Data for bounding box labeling
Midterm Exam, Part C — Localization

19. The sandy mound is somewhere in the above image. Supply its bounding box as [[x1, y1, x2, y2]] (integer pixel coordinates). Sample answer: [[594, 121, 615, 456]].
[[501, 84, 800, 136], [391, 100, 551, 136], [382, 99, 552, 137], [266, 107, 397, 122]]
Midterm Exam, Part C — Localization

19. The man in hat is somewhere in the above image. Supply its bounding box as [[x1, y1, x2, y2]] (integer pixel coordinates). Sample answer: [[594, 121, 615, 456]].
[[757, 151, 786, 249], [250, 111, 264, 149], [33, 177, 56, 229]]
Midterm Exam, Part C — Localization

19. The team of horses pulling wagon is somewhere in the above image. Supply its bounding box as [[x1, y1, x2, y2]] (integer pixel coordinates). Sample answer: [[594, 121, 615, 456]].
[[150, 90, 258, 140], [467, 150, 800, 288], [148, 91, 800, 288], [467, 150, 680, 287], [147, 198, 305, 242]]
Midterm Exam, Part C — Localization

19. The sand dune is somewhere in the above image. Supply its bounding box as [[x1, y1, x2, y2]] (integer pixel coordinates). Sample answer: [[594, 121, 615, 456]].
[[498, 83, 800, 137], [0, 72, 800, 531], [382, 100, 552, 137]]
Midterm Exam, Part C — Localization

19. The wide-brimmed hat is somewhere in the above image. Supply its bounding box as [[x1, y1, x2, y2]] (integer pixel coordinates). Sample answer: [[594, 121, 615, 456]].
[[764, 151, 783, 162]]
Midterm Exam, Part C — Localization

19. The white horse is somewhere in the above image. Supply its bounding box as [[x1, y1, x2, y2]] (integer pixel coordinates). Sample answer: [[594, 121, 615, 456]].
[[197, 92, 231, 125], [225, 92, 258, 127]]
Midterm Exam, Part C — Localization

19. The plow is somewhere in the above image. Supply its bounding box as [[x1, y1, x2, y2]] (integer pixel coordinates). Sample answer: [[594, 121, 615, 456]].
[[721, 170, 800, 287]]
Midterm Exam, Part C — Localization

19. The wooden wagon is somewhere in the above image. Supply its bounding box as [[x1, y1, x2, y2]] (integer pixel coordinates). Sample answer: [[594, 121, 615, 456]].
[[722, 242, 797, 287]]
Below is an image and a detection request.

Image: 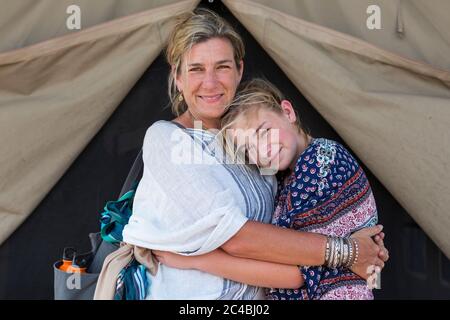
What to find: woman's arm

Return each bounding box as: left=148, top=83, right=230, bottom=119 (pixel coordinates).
left=222, top=221, right=387, bottom=279
left=152, top=249, right=303, bottom=289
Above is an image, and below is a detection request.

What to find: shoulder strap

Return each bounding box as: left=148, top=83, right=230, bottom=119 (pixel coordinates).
left=119, top=149, right=144, bottom=197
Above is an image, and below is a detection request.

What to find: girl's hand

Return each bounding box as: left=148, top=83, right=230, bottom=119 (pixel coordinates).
left=152, top=250, right=199, bottom=269
left=351, top=225, right=389, bottom=279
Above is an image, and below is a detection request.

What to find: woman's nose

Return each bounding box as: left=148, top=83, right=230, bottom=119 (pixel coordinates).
left=202, top=70, right=218, bottom=89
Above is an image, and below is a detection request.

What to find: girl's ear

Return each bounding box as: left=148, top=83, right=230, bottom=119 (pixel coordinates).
left=281, top=100, right=297, bottom=123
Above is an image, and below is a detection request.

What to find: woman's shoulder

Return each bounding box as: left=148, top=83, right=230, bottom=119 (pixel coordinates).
left=144, top=120, right=183, bottom=144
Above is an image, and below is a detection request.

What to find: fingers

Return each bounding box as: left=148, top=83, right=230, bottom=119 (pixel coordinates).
left=373, top=258, right=384, bottom=269
left=353, top=224, right=383, bottom=237
left=378, top=248, right=389, bottom=262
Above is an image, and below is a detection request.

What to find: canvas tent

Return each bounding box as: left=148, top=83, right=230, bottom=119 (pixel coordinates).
left=0, top=0, right=450, bottom=300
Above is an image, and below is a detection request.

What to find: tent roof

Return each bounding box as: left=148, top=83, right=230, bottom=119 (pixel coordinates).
left=0, top=0, right=450, bottom=256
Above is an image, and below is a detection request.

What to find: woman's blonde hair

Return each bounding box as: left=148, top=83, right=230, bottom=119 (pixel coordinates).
left=166, top=8, right=245, bottom=116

WRITTEN REQUEST: Turn every line of the data above into a numbered list, skipping the blank lines. Leave the pictures out of your answer.

ANSWER TO THIS TASK:
1. Midterm Exam, Part C — Localization
2. 19. The sandy mound is somewhere in the above image. Supply its bounding box as [[x1, y1, x2, y2]] (integer pixel coordinates). Sample answer: [[594, 121, 615, 456]].
3. [[501, 84, 800, 136], [391, 100, 551, 136], [382, 99, 552, 137], [266, 107, 397, 122]]
4. Midterm Exam, Part C — Localization
5. 19. The man in hat is somewhere in the above image. Supply its bounding box as [[x1, y1, x2, y2]] (integer pixel coordinates). Sample answer: [[594, 121, 615, 456]].
6. [[757, 151, 786, 249], [250, 111, 264, 149], [33, 177, 56, 229]]
7. Midterm Exam, Part C — Localization
8. 19. The team of horses pulling wagon is somewhere in the above image. Supply its bounding box as [[x1, y1, x2, y2]] (integer pixel coordinates). Sample answer: [[594, 121, 615, 456]].
9. [[150, 90, 258, 140], [467, 150, 800, 288], [148, 91, 800, 288], [467, 150, 680, 287], [147, 198, 305, 242]]
10. Midterm Exam, Part C — Localization
11. 19. The sand dune is somewhere in the above image. Supply its bounding box as [[x1, y1, x2, y2]] (integer pixel coordinates). Sample answer: [[594, 121, 615, 456]].
12. [[498, 83, 800, 137], [0, 72, 800, 531], [382, 100, 552, 137]]
13. Midterm Exam, Part C — Localization
14. 19. The wide-brimmed hat is somewhere in the above image. Supply its bounding box as [[x1, y1, x2, y2]] (integer pixel coordinates). Sample answer: [[594, 121, 615, 456]].
15. [[764, 151, 783, 162]]
16. Midterm Exam, Part C — Localization
17. 19. The white horse is somewhere in the above image. Supply its bounding box as [[x1, y1, x2, y2]] (integer pixel coordinates). Sample answer: [[594, 121, 615, 456]].
18. [[197, 92, 231, 125], [225, 92, 258, 127]]
19. Midterm Exam, Part C — Localization
20. 19. The plow is somewhere in the above image. Supply its bounding box as [[x1, y1, x2, y2]] (integer pixel coordinates). Sample answer: [[594, 121, 615, 456]].
21. [[721, 170, 800, 287]]
22. Midterm Exam, Part C — Localization
23. 19. The wooden wagon is somewhere in the above image. Supply its bounding box as [[x1, y1, x2, y2]] (integer pixel coordinates). Sample answer: [[594, 121, 615, 456]].
24. [[722, 242, 797, 287]]
25. Below is an image and a detection request.
26. Image: 
27. What to find: woman's arm
28. Return each bounding box as: left=148, top=83, right=230, bottom=119 (pixel coordinates).
29. left=222, top=221, right=387, bottom=279
30. left=152, top=249, right=303, bottom=289
31. Above is an image, and below is a detection request.
32. What to find: shoulder strap
33. Return each bounding box as: left=148, top=83, right=230, bottom=119 (pixel coordinates).
34. left=119, top=149, right=144, bottom=197
35. Above is an image, and below is a detection request.
36. What to find: girl's hand
37. Return each bounding box as: left=148, top=83, right=230, bottom=119 (pixel coordinates).
38. left=152, top=250, right=199, bottom=269
39. left=351, top=225, right=389, bottom=279
40. Above is an image, and below is a detection request.
41. What to find: woman's nose
42. Return each bounding box as: left=148, top=83, right=230, bottom=119 (pixel coordinates).
43. left=202, top=70, right=218, bottom=89
44. Above is an image, and below is a detection request.
45. What to find: girl's ear
46. Return each bounding box as: left=148, top=83, right=230, bottom=119 (pixel coordinates).
47. left=281, top=100, right=297, bottom=123
48. Above is an image, and below is a detection request.
49. What to find: woman's shoulder
50. Return each bounding box as: left=148, top=83, right=230, bottom=119 (pixel coordinates).
51. left=144, top=120, right=183, bottom=144
52. Above is an image, and below is a detection request.
53. What to find: fingers
54. Return each bounding box as: left=148, top=83, right=230, bottom=119 (pixel coordinates).
55. left=373, top=258, right=384, bottom=269
56. left=353, top=224, right=383, bottom=237
57. left=378, top=248, right=389, bottom=262
58. Above is an image, and below is a detection request.
59. What to find: canvas tent
60. Return each bounding box as: left=148, top=83, right=230, bottom=119 (pixel coordinates).
61. left=0, top=0, right=450, bottom=300
62. Above is an image, and below is a detection request.
63. What to find: tent roof
64. Return each bounding box as: left=148, top=83, right=230, bottom=119 (pixel coordinates).
65. left=0, top=0, right=450, bottom=256
66. Above is an image, and below is a detection request.
67. What to find: woman's blonde hair
68. Return each bounding box as: left=148, top=83, right=230, bottom=119 (pixel coordinates).
69. left=166, top=8, right=245, bottom=116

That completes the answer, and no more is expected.